[Supplied text start]

Salad Days: A Decade of Punk in Washington, DC (1980–90) is a documentary written and directed by Scott Crawford. Released on December 19, 2014, the Kickstarter-funded film features early pioneers of the Washington, DC hardcore punk music scene over a decade (1980-1990) including Minor Threat, Fugazi, Bad Brains, Government Issue, Youth Brigade, Teen Idles, Rites of Spring, and others.

Synopsis
This documentary film addresses the growth and the social, cultural and political aspects that influenced the hardcore punk music scene in Washington, DC. The film features numerous footage shot and photos of the hardcore movement.  It features interviews with early hardcore punk music artists from bands and many more.

[Supplied text end]
[Dataset content start]

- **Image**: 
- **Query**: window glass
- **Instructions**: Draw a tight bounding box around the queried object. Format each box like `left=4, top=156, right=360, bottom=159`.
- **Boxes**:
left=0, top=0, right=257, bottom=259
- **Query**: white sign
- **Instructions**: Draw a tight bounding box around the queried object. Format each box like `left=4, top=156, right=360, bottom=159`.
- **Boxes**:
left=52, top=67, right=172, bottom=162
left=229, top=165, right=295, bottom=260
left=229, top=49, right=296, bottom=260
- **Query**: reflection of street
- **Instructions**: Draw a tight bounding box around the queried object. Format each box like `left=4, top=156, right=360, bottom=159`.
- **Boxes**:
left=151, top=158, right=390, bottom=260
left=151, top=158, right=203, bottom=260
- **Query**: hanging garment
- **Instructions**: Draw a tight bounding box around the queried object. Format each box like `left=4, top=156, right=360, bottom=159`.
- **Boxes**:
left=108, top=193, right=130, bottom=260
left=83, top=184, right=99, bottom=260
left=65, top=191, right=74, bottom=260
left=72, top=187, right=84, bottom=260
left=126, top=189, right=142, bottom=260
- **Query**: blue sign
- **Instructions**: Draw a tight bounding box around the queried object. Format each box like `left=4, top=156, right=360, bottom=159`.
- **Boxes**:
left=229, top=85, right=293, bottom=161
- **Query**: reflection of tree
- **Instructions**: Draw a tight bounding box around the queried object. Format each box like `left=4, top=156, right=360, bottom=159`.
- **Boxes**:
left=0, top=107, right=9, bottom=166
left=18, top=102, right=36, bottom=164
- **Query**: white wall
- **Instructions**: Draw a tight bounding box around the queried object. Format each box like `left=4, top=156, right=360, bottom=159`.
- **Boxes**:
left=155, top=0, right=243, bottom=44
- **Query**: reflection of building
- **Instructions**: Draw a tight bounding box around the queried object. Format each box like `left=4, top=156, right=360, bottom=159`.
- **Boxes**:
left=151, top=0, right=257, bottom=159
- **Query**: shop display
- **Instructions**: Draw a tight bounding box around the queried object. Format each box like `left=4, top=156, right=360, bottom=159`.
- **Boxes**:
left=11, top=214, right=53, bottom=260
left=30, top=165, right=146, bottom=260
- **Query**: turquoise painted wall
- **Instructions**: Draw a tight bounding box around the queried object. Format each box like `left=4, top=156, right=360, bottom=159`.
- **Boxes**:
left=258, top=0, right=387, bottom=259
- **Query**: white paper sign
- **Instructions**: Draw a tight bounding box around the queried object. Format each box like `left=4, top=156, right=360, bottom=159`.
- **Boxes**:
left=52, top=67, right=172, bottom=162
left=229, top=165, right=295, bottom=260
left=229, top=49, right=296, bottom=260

[Dataset content end]

* _The tasks_:
A - Answer these questions from the text on Salad Days:
(i) Who wrote and directed the documentary?
(ii) On what date was the film released?
(iii) According to the Synopsis section, with whom does the film feature interviews?
B - Collect and copy every line of the records that contains the string "sign". Case counts.

* _Answers_:
A -
(i) Scott Crawford
(ii) December 19, 2014
(iii) Early hardcore punk music artists from bands

B -
- **Query**: white sign
- **Query**: blue sign
- **Query**: white paper sign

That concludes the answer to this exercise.